_THE TASK_:
Search the entries below for the word "whorl" and copy each line that has it.
*** Opening DATASET EXTRACT ***
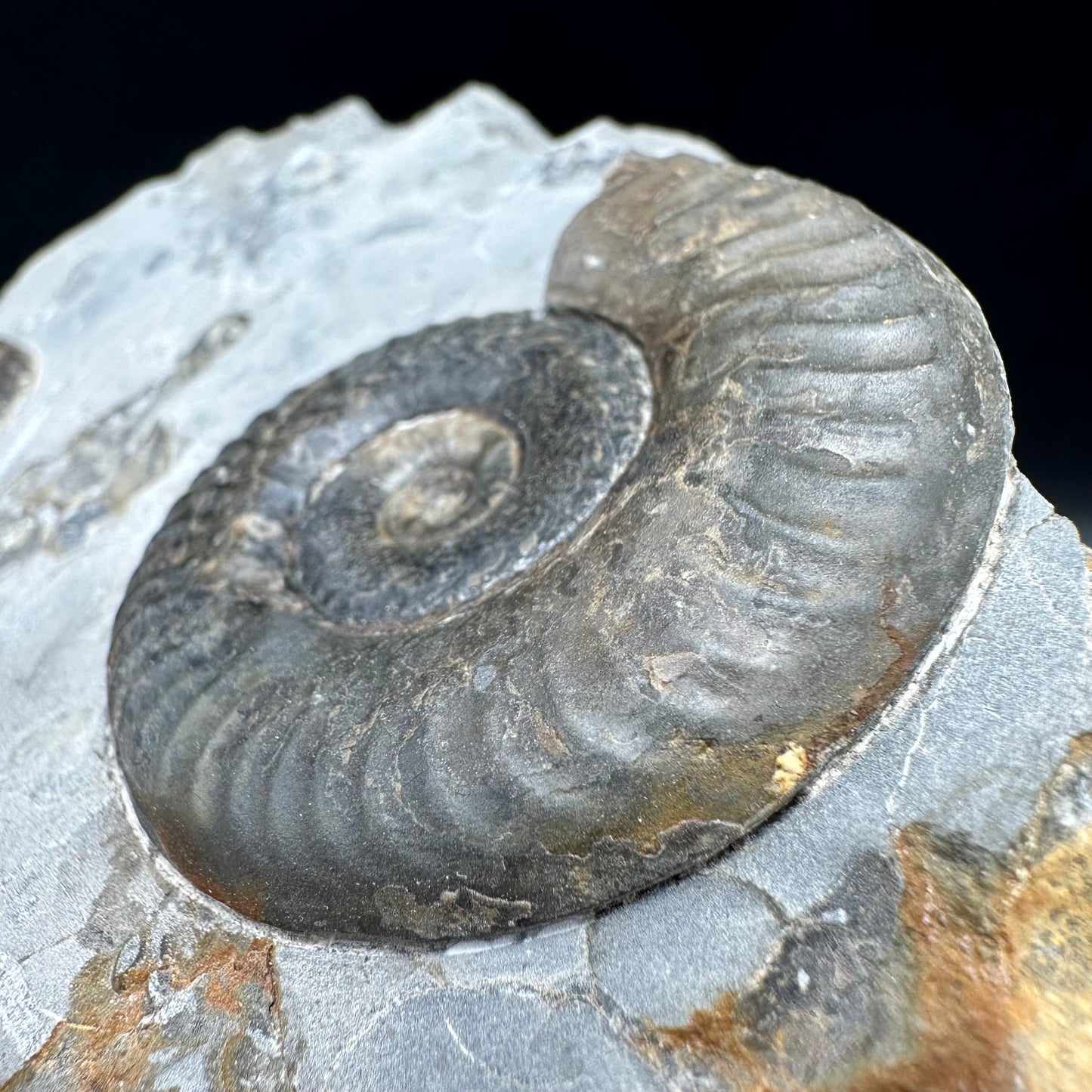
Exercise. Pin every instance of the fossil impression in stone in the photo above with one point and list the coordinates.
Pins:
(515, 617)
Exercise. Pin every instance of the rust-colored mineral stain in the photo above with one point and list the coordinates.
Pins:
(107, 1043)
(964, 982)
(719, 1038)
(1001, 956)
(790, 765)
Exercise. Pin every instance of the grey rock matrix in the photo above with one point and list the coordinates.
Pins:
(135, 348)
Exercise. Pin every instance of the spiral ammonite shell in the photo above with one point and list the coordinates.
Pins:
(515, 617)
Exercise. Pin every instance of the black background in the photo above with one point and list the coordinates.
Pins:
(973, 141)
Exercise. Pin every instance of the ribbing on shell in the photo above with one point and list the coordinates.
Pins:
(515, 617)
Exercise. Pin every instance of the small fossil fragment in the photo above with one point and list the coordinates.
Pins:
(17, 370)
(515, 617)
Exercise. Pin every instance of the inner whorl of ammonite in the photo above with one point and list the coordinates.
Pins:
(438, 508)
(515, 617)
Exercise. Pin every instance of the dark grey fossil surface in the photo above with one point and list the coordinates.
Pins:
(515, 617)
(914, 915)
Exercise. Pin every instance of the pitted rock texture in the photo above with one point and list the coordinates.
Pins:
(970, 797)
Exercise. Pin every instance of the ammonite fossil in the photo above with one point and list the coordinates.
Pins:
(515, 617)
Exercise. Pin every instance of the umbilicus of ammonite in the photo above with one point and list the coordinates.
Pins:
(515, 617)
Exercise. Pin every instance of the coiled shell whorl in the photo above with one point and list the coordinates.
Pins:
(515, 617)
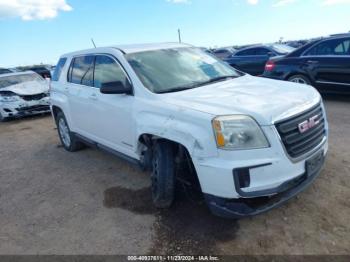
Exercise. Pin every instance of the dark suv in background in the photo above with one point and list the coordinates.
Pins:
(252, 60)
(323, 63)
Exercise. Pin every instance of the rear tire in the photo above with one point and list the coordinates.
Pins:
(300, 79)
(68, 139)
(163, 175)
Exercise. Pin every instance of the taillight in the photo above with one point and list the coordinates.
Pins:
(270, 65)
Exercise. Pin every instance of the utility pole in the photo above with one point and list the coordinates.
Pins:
*** Closing DATASET EXTRACT ***
*** Opening DATASET EXTRACT ***
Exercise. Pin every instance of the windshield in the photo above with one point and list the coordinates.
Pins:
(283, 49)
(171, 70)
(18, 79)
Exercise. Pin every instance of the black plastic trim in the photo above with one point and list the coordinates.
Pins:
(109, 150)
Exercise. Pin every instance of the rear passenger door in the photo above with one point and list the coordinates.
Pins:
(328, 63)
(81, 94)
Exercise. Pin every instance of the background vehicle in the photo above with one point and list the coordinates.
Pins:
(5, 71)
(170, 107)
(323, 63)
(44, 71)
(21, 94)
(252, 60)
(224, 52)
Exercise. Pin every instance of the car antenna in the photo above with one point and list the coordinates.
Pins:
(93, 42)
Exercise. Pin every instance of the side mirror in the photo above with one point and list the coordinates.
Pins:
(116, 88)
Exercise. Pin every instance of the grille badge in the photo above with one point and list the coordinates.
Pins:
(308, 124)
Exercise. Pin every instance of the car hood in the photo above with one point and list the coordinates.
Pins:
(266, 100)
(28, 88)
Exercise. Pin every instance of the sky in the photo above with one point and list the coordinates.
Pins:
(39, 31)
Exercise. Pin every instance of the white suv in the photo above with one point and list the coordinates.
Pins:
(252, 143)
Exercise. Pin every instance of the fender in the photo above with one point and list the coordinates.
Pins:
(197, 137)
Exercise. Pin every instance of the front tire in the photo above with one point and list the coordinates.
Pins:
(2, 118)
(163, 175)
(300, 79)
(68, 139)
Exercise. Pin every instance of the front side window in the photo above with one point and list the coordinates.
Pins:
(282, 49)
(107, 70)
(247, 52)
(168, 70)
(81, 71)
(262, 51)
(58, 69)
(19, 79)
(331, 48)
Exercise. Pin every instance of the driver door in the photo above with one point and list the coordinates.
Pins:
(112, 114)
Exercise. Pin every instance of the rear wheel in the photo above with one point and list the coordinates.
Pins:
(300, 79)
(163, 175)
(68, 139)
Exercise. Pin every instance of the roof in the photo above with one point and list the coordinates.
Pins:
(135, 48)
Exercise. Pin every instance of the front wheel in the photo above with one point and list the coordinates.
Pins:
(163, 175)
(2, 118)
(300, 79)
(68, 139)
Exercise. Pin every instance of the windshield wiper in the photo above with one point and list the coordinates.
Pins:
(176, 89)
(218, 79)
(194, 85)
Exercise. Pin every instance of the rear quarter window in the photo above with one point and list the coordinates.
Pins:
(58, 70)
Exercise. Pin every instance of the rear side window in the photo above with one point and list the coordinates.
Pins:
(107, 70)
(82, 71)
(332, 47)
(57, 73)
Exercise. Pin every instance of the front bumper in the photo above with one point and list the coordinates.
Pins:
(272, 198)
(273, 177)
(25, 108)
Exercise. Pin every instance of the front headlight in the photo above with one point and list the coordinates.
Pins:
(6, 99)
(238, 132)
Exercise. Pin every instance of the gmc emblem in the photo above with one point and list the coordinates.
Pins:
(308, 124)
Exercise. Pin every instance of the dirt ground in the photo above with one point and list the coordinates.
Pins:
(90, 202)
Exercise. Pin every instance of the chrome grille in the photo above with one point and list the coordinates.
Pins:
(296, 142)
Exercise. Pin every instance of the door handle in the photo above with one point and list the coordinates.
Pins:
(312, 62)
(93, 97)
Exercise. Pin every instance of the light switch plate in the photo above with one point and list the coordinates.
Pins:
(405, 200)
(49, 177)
*** Closing DATASET EXTRACT ***
*** Opening DATASET EXTRACT ***
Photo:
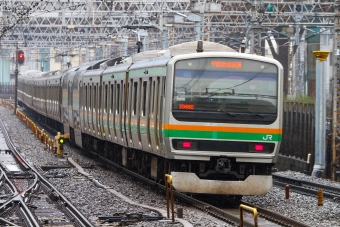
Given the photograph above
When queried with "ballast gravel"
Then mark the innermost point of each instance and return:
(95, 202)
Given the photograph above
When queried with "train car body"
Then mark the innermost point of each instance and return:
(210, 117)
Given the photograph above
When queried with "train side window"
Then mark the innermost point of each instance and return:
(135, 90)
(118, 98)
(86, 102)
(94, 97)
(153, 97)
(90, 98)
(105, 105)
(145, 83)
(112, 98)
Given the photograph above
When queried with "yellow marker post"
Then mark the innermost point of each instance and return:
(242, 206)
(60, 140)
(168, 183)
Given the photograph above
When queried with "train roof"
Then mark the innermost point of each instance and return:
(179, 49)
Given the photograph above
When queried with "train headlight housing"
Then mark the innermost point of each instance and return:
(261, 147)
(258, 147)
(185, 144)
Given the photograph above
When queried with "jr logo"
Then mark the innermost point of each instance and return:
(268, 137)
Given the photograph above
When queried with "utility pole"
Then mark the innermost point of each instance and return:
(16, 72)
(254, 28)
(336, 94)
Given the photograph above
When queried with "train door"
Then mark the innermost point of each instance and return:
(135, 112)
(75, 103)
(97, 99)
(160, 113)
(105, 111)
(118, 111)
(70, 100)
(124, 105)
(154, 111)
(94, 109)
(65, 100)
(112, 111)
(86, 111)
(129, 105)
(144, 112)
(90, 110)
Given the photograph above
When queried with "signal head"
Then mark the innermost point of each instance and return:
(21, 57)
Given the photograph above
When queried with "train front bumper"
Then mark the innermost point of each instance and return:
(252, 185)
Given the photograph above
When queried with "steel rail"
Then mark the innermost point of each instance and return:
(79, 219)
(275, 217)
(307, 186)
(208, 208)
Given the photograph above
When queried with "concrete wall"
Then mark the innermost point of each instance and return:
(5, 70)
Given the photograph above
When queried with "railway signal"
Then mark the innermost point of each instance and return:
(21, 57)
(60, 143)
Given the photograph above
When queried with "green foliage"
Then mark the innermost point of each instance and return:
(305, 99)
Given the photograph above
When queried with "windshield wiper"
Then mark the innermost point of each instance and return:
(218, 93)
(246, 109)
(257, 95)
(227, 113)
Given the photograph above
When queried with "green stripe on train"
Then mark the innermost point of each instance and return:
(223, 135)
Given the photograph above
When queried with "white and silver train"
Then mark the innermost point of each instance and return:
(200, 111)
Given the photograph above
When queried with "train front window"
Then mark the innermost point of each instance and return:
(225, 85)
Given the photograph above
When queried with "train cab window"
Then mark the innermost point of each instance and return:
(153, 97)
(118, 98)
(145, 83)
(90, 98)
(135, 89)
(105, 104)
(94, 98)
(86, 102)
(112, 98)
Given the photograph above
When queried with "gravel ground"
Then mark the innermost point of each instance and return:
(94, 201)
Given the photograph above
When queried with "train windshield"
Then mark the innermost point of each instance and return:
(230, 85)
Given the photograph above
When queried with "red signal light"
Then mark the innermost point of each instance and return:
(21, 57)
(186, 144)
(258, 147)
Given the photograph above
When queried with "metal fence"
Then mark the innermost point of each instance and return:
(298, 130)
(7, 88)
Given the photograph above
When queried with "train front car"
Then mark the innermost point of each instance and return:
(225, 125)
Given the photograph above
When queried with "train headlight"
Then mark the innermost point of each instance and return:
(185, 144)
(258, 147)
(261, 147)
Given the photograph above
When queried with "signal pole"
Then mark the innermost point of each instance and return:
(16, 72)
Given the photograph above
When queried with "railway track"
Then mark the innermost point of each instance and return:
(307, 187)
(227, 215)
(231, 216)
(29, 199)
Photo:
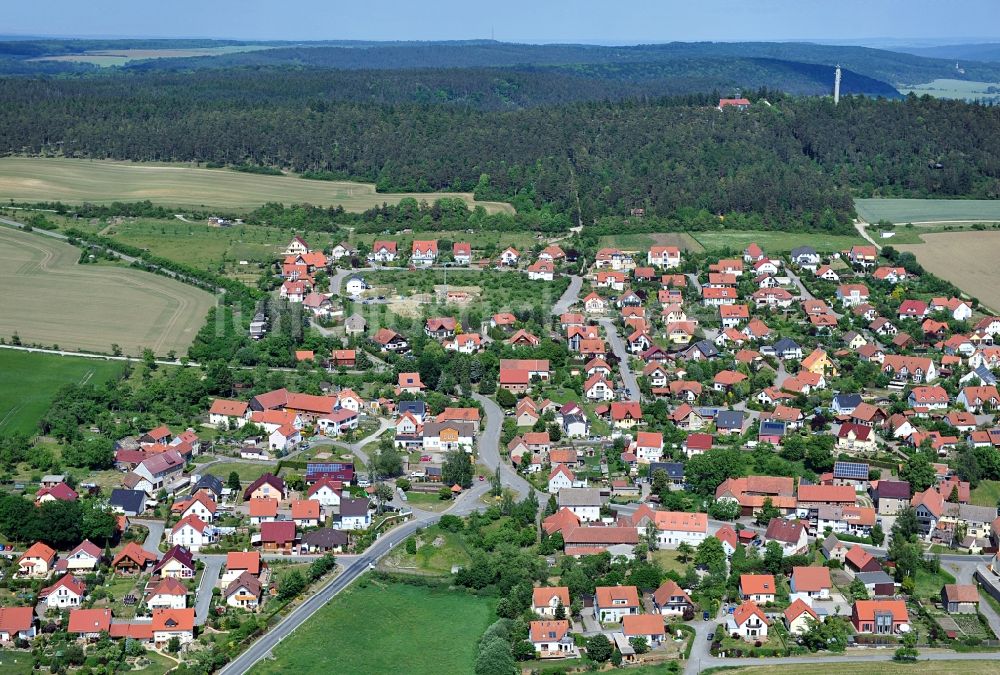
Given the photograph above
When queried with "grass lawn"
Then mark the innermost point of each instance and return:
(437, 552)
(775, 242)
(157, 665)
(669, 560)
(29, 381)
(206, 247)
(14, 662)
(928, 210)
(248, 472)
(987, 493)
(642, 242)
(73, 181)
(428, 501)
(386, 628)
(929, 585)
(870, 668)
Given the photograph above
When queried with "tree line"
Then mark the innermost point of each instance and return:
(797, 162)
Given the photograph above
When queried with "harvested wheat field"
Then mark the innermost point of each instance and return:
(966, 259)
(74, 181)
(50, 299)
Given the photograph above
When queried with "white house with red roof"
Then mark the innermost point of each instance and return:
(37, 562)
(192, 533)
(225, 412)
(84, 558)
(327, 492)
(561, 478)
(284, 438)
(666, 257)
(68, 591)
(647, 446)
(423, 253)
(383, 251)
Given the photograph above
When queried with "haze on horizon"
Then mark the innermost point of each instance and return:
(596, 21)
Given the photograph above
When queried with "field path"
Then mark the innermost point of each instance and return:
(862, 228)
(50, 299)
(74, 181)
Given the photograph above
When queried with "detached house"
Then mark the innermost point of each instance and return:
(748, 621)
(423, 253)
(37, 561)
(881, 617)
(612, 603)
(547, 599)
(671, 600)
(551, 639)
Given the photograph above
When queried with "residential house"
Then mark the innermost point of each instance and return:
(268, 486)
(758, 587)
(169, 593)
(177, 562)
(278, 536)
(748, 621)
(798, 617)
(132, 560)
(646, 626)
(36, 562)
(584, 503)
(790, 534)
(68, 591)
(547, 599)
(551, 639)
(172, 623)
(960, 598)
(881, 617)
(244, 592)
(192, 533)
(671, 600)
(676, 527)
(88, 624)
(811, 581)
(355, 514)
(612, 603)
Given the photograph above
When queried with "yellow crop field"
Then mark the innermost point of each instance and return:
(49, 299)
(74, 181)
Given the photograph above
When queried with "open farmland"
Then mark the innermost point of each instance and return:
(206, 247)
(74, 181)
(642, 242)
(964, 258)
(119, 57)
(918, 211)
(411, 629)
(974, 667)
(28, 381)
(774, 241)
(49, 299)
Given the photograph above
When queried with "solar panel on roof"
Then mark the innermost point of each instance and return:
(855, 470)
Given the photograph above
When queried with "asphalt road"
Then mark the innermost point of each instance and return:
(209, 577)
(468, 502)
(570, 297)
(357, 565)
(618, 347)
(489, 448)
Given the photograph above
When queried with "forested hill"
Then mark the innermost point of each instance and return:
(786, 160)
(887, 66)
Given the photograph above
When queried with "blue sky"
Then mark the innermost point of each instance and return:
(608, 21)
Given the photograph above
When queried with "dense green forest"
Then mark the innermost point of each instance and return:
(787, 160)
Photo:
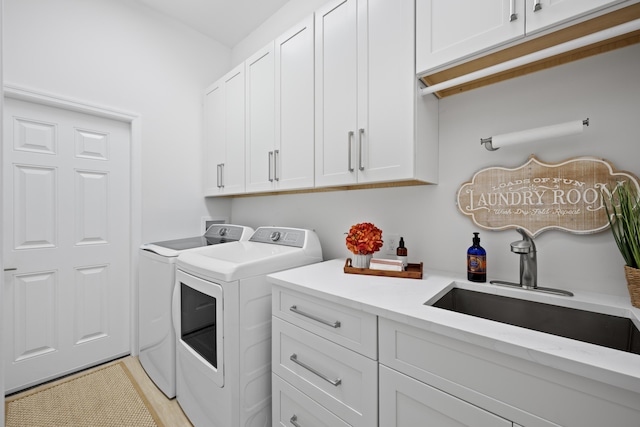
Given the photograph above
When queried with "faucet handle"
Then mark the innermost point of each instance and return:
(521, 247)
*** Closing DATASET EXTRACT ***
_SOLUTION_:
Exercise. Pin every instance of the inner whorl of ammonite in the photo above with one point and list the coordinates.
Exercise. Pin every instance of the coiled shell whorl in the photo above with one point and list the coordinates.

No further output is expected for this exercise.